• **The problem**
According to the news report on President-elect Joe Biden, who is expected to be first in line for COVID-19 vaccinations?

• **Excerpt to read**
By Andy Sullivan and Brad Heath
WASHINGTON (Reuters) – President-elect Joe Biden on Wednesday will meet with American workers and business owners hit by COVID-19 as he prepares to confront the pandemic that has taken a heavy human and economic toll when he takes office next month.
The Democrat is urging Congress to resolve a months-long standoff over coronavirus aid and has promised to act quickly to provide more resources to fight a health crisis that has killed more than 268,000 Americans so far.
Biden has selected many of his top national-security and economic advisers, though it unclear how many will win confirmation in a closely divided U.S. Senate, control of which will be determined by a pair of January run-off elections.
One potential bright spot: Top U.S. health officials say they plan to begin vaccinating Americans against the disease as soon as mid-December. Health-care workers and long-term care residents are expected to be first in line.
Biden is due to hold a socially distanced discussion with workers and small-business owners who have suffered during the economic upheaval brought on by the pandemic. He and Vice President-elect Kamala Harris also will receive national-security briefings from U.S. government officials.
Those briefings are a tacit sign from outgoing President Donald Trump’s administration that Biden and Harris will take power on Jan. 20, though Trump himself has refused to concede in a sharp break from U.S. tradition.

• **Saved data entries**
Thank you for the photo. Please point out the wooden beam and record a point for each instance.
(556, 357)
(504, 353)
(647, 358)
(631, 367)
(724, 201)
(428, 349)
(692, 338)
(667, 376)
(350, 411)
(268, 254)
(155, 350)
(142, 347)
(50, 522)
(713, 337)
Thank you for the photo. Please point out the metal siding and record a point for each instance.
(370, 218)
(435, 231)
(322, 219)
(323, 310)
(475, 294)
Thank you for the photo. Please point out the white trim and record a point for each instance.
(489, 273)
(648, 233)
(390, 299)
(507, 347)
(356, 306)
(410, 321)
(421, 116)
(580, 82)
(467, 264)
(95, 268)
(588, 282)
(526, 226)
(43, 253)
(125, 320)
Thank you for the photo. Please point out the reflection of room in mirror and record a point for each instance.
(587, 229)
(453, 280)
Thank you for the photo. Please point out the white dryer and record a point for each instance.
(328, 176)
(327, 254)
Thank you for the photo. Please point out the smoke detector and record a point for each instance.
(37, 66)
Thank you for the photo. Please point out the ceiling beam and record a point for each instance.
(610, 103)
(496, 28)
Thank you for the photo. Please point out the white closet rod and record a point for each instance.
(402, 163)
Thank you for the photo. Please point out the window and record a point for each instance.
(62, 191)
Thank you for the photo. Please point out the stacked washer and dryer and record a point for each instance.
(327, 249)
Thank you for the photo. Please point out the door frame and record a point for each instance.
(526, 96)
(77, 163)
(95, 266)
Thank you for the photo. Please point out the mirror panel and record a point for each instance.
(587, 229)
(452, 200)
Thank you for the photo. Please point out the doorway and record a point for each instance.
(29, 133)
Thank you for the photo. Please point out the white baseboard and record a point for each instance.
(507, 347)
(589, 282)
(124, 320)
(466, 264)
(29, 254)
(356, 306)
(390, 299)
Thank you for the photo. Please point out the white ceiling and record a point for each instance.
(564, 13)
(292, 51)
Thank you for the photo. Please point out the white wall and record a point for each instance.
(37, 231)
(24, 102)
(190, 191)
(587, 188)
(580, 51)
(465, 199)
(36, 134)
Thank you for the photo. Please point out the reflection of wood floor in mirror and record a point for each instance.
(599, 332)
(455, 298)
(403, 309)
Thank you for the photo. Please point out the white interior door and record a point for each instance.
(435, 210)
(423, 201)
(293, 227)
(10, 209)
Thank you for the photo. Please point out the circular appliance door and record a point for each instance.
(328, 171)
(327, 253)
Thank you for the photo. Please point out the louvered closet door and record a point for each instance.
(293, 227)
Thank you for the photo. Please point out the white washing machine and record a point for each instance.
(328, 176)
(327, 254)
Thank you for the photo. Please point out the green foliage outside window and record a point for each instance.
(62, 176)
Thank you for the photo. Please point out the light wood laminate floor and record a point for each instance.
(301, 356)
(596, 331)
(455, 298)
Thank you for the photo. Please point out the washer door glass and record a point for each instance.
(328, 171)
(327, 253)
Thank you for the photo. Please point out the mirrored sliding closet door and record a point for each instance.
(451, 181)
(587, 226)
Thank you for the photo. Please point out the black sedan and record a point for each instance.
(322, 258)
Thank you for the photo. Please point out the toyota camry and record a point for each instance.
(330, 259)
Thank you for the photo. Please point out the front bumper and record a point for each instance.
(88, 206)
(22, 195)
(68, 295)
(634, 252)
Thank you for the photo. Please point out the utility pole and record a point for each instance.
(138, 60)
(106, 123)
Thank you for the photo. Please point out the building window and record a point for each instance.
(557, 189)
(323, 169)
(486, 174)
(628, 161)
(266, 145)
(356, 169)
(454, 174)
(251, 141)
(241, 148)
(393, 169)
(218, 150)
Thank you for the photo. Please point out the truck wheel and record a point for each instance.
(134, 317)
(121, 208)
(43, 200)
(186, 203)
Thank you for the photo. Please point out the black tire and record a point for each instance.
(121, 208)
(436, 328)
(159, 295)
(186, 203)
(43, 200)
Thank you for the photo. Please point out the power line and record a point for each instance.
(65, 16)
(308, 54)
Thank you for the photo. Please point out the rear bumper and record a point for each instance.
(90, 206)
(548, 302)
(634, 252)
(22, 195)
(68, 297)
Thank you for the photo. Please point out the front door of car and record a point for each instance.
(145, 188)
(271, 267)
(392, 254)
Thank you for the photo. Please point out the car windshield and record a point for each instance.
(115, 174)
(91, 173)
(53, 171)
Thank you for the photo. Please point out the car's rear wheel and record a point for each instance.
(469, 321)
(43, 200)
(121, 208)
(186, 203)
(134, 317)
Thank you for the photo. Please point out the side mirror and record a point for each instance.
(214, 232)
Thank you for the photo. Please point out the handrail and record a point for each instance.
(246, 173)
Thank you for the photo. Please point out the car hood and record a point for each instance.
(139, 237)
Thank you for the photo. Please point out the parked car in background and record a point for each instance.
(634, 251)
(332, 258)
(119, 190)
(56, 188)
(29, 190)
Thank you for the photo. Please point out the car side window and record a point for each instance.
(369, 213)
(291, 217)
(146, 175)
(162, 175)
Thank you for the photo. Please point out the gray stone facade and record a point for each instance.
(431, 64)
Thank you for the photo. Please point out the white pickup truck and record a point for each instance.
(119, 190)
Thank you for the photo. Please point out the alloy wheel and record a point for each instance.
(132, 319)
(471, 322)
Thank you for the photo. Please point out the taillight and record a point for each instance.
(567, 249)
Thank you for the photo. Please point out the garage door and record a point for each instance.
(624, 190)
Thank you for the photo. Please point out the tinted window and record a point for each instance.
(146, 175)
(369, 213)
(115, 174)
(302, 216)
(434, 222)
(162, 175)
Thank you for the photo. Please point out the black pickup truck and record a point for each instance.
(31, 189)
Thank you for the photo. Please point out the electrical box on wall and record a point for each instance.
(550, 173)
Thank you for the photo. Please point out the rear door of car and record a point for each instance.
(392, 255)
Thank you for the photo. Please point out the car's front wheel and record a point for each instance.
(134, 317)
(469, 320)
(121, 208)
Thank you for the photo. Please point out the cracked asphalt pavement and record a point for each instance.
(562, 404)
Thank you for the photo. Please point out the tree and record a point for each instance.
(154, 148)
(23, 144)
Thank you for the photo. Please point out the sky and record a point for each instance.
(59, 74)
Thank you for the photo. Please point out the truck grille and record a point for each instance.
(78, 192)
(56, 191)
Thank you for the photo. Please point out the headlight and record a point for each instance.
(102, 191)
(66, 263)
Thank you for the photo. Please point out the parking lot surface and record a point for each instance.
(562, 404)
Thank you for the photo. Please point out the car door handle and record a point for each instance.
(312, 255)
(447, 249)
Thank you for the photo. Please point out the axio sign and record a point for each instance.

• **Output of the task**
Health-care workers and long-term care residents.